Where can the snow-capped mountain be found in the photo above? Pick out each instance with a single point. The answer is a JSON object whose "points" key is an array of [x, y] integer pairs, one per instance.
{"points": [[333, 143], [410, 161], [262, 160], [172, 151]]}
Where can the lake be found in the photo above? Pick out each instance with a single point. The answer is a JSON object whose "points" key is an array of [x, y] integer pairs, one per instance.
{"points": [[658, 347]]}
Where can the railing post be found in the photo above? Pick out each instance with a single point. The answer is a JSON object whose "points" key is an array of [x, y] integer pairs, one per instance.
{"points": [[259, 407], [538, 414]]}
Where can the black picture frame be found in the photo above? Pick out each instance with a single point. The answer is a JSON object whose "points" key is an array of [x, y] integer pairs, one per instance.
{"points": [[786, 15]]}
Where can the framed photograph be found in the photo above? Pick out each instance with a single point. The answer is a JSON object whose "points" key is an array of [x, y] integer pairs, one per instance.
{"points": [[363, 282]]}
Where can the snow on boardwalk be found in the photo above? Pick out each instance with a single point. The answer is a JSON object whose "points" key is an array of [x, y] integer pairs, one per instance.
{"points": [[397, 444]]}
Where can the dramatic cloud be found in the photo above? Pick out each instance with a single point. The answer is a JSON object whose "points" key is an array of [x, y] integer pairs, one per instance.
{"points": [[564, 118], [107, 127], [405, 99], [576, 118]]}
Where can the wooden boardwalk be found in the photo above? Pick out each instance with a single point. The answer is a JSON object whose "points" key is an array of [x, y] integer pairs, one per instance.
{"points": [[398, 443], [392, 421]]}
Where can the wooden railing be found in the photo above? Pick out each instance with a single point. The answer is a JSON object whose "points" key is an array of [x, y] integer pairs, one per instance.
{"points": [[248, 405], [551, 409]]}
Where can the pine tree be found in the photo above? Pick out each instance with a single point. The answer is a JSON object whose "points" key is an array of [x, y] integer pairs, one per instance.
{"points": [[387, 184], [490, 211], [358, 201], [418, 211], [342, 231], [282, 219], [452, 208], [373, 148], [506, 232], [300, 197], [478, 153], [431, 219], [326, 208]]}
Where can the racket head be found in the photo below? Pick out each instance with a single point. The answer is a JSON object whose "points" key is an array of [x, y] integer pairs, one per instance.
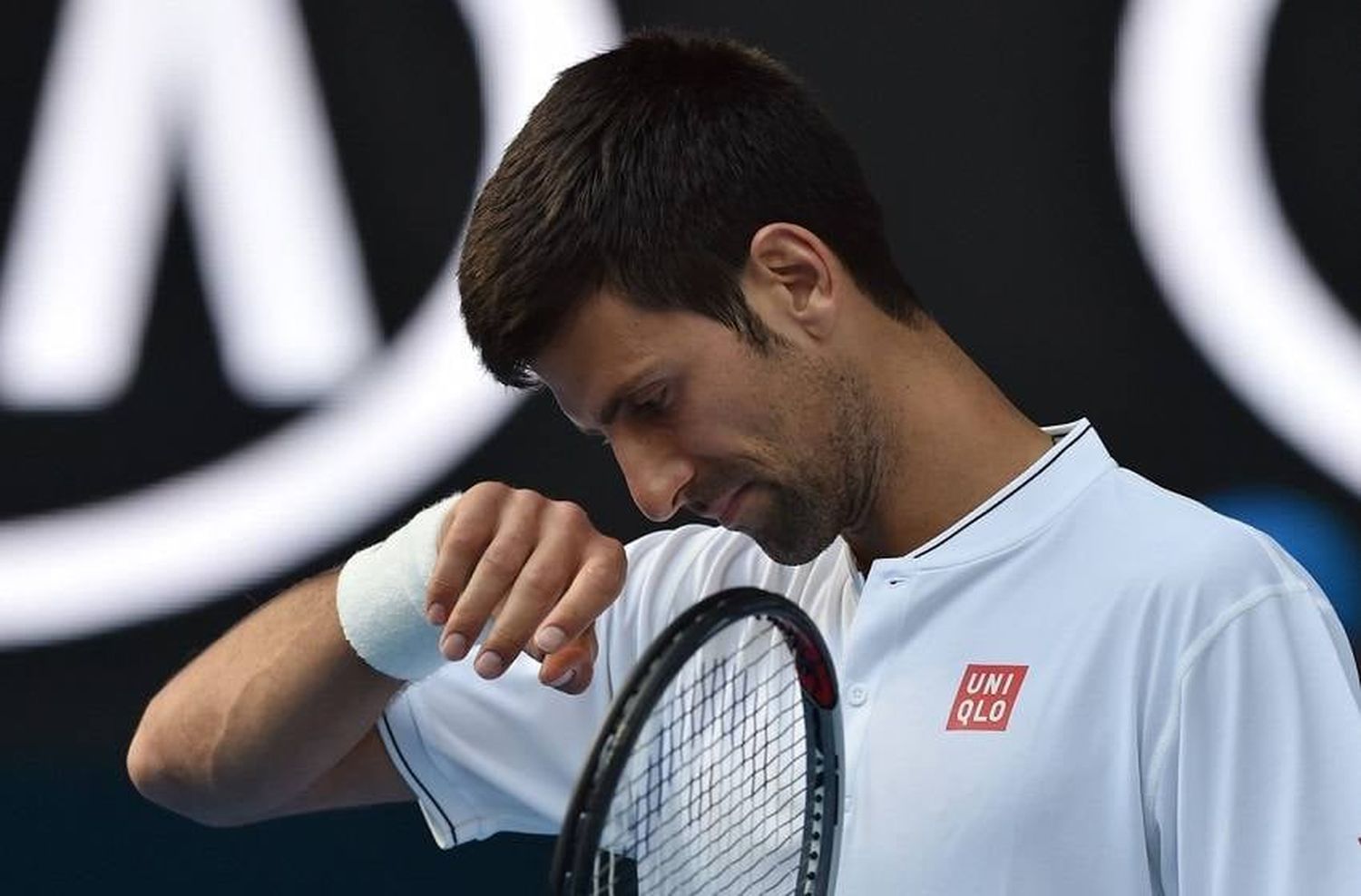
{"points": [[580, 843]]}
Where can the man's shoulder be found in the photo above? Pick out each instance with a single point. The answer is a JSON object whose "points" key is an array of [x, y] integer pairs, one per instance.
{"points": [[1172, 548], [672, 569]]}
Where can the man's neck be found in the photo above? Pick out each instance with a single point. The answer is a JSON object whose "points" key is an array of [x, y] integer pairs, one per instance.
{"points": [[953, 440]]}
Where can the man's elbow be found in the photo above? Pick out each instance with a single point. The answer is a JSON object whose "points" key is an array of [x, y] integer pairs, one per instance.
{"points": [[176, 782]]}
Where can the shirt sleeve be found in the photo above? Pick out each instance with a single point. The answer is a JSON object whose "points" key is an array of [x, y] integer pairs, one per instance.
{"points": [[1260, 792], [487, 756]]}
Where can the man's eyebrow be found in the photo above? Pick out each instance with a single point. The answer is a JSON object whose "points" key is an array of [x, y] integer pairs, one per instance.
{"points": [[612, 407]]}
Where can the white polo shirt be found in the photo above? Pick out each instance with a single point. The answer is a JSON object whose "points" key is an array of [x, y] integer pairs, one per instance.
{"points": [[1086, 686]]}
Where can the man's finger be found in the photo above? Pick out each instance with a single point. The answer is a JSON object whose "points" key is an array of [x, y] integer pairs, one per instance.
{"points": [[531, 596], [487, 586], [572, 667], [465, 537], [593, 588]]}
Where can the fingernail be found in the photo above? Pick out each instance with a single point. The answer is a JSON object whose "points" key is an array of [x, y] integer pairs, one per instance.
{"points": [[563, 678], [489, 664], [550, 638], [454, 646]]}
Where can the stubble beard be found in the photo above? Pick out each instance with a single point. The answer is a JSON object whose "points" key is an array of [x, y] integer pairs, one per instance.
{"points": [[827, 491]]}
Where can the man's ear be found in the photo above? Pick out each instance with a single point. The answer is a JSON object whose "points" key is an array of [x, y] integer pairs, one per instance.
{"points": [[792, 278]]}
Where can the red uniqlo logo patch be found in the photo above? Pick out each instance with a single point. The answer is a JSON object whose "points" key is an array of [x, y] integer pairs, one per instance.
{"points": [[984, 699]]}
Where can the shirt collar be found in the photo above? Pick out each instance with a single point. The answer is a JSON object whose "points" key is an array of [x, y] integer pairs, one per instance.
{"points": [[1020, 507]]}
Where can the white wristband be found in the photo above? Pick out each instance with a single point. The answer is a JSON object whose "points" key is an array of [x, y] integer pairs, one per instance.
{"points": [[381, 599]]}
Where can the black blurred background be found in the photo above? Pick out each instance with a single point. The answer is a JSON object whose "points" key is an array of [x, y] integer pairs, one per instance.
{"points": [[985, 131]]}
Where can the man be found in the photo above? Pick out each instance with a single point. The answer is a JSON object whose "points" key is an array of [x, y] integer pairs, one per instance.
{"points": [[682, 249]]}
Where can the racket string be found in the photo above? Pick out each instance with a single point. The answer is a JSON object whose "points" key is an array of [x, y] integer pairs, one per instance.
{"points": [[713, 794]]}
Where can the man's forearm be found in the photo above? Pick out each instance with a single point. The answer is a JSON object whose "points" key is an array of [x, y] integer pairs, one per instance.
{"points": [[261, 714]]}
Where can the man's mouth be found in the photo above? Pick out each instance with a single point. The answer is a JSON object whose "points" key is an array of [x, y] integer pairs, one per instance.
{"points": [[726, 509]]}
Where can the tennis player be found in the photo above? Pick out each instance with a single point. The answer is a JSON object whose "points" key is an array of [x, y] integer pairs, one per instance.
{"points": [[1056, 676]]}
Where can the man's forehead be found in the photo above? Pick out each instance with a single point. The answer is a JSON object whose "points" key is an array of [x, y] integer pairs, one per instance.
{"points": [[598, 350]]}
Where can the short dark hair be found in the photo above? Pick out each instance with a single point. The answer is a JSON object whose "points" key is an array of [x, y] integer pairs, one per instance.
{"points": [[647, 170]]}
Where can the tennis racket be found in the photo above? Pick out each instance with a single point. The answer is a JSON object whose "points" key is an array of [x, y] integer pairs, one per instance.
{"points": [[718, 768]]}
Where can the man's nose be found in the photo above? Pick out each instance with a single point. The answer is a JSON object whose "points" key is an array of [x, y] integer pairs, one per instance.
{"points": [[656, 474]]}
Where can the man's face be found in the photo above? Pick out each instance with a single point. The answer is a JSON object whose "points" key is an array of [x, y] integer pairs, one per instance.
{"points": [[775, 443]]}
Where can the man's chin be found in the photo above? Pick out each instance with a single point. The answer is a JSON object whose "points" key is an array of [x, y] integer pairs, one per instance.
{"points": [[787, 550]]}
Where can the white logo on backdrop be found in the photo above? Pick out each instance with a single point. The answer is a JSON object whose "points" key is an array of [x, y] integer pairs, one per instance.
{"points": [[228, 82], [1203, 207]]}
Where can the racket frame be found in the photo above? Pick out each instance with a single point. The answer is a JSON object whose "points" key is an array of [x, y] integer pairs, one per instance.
{"points": [[584, 822]]}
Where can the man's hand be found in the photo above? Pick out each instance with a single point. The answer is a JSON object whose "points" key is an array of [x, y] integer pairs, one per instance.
{"points": [[538, 567]]}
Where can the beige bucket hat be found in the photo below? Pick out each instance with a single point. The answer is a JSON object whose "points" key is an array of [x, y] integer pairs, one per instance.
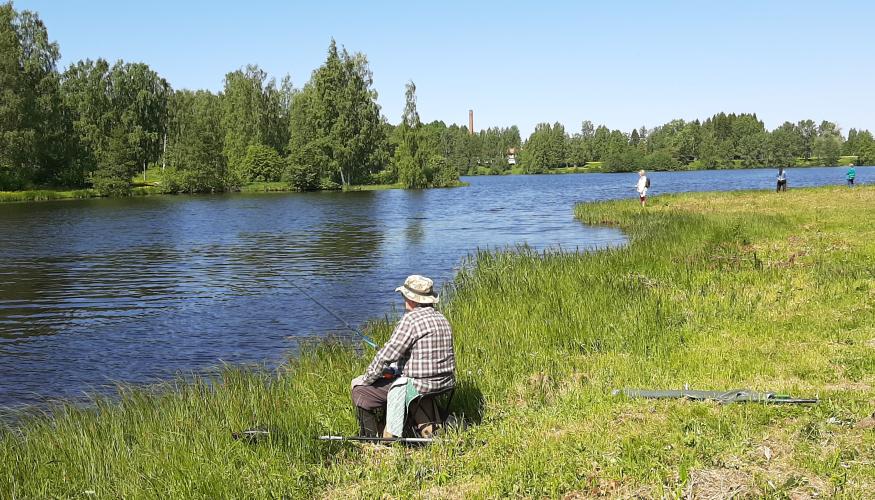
{"points": [[418, 289]]}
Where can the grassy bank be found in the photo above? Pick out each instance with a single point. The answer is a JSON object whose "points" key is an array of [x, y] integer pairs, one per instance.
{"points": [[718, 291]]}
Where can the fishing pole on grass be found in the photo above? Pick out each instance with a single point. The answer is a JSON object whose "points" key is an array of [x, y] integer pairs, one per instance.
{"points": [[367, 340]]}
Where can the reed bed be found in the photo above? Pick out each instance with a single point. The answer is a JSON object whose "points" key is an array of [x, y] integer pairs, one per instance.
{"points": [[714, 291]]}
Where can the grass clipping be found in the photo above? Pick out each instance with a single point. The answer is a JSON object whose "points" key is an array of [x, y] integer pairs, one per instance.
{"points": [[771, 292]]}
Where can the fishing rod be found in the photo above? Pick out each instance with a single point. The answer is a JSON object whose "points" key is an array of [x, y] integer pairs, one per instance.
{"points": [[369, 341], [376, 439]]}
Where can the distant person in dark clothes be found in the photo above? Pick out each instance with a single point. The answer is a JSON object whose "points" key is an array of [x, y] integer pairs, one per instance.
{"points": [[642, 186], [782, 180]]}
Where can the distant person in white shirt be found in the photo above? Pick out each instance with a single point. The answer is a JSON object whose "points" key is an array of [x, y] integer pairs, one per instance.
{"points": [[642, 187], [782, 180]]}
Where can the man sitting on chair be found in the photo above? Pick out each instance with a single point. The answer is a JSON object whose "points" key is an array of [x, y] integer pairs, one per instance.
{"points": [[417, 360]]}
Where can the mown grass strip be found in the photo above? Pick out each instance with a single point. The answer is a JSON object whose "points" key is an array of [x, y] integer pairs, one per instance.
{"points": [[750, 289]]}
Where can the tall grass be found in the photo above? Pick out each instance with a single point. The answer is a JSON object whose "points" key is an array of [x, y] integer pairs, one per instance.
{"points": [[717, 291]]}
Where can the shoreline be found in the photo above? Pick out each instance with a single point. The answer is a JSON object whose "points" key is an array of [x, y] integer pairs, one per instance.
{"points": [[40, 195], [714, 290]]}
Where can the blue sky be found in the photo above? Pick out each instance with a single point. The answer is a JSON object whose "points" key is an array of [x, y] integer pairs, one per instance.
{"points": [[623, 64]]}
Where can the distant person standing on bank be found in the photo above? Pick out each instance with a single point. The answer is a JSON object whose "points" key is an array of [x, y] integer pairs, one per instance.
{"points": [[782, 180], [642, 187]]}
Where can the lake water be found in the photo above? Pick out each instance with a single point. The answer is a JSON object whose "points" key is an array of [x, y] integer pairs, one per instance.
{"points": [[94, 292]]}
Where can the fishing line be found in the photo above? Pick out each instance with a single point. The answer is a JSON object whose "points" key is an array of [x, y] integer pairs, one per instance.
{"points": [[367, 340]]}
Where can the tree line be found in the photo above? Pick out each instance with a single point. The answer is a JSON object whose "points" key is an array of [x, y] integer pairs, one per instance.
{"points": [[98, 124], [721, 141]]}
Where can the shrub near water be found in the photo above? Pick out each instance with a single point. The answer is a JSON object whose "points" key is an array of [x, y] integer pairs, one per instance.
{"points": [[718, 291]]}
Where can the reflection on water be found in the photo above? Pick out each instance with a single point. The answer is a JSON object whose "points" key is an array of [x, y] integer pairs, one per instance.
{"points": [[134, 290]]}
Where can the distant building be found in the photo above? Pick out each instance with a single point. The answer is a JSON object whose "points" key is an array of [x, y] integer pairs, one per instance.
{"points": [[511, 156]]}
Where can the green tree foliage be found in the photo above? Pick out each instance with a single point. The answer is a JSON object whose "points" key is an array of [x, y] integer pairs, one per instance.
{"points": [[117, 161], [336, 123], [34, 135], [865, 148], [545, 148], [195, 140], [262, 164], [408, 160], [112, 108], [828, 144], [254, 112]]}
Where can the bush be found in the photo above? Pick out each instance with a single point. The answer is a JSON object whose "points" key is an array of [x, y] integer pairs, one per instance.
{"points": [[261, 164], [660, 160]]}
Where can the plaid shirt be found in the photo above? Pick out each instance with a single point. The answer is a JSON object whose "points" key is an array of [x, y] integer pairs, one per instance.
{"points": [[422, 345]]}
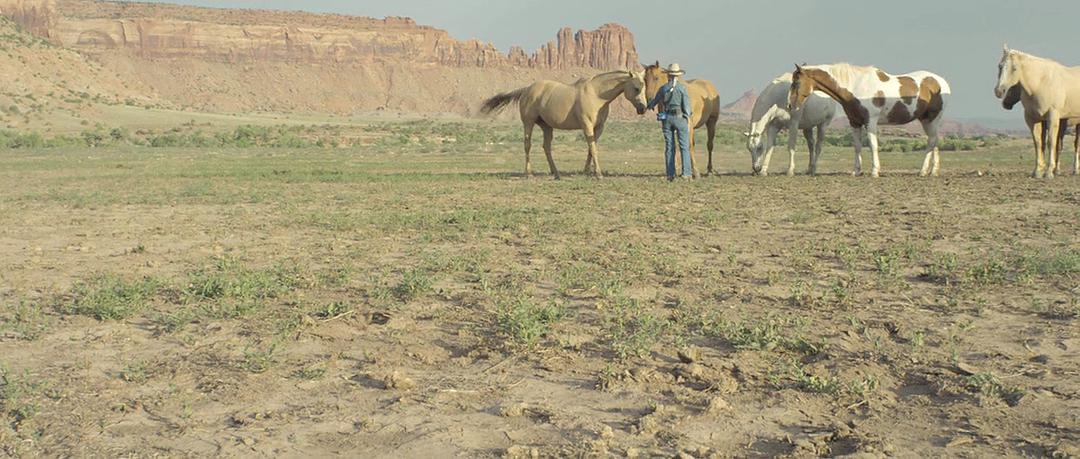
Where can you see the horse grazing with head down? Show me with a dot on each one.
(704, 106)
(1050, 93)
(871, 97)
(771, 115)
(583, 105)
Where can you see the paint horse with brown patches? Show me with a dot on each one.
(1050, 93)
(871, 97)
(704, 106)
(580, 106)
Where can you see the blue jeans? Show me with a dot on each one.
(676, 129)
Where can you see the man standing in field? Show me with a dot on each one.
(674, 116)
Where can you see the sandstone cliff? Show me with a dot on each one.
(219, 59)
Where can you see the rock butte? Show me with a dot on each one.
(235, 59)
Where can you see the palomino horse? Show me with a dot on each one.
(871, 97)
(580, 106)
(704, 103)
(770, 115)
(1050, 93)
(1013, 97)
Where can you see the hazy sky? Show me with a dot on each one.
(740, 44)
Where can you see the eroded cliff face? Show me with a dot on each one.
(216, 59)
(239, 36)
(36, 16)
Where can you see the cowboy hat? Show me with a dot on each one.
(675, 70)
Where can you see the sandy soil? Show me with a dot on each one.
(266, 302)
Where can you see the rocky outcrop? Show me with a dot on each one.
(35, 16)
(220, 59)
(244, 36)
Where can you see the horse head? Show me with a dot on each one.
(1008, 71)
(655, 77)
(801, 88)
(755, 139)
(633, 89)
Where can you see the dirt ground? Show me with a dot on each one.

-------------------------

Reproduce the lines from the one containing "Where can you see the blue" to the end of the entries, keeping both ends and adding nothing.

Final result:
Where can you see the blue jeans? Show me with a dot on each one.
(676, 129)
Where can you see the man standing in field? Show me with a dot on each one.
(674, 116)
Where can you see the sandstone cliff? Show me with a dot on each one.
(219, 59)
Where can you see the rock butte? Show me with a dot on each one.
(235, 59)
Where can you see the palomino horse? Show me with a dot on each one.
(871, 97)
(580, 106)
(704, 103)
(770, 115)
(1050, 93)
(1013, 97)
Where can you see the hazy sky? Show me with a dot on each one.
(740, 44)
Where can you see the eroded cliff face? Show me with a dot on each one.
(216, 59)
(239, 36)
(36, 16)
Where can you see the cowboy hat? Show me with a dot on each one.
(675, 70)
Where can you see the sandy soil? Show me with a dot on each one.
(266, 302)
Where can you see the rocky outcrop? Show me with a dot on each one.
(35, 16)
(220, 59)
(244, 36)
Where can you see the horse head? Show me with a dot on each one.
(1008, 71)
(655, 77)
(801, 88)
(755, 139)
(633, 89)
Where can you see the dirt ground? Show me with a dot on each one.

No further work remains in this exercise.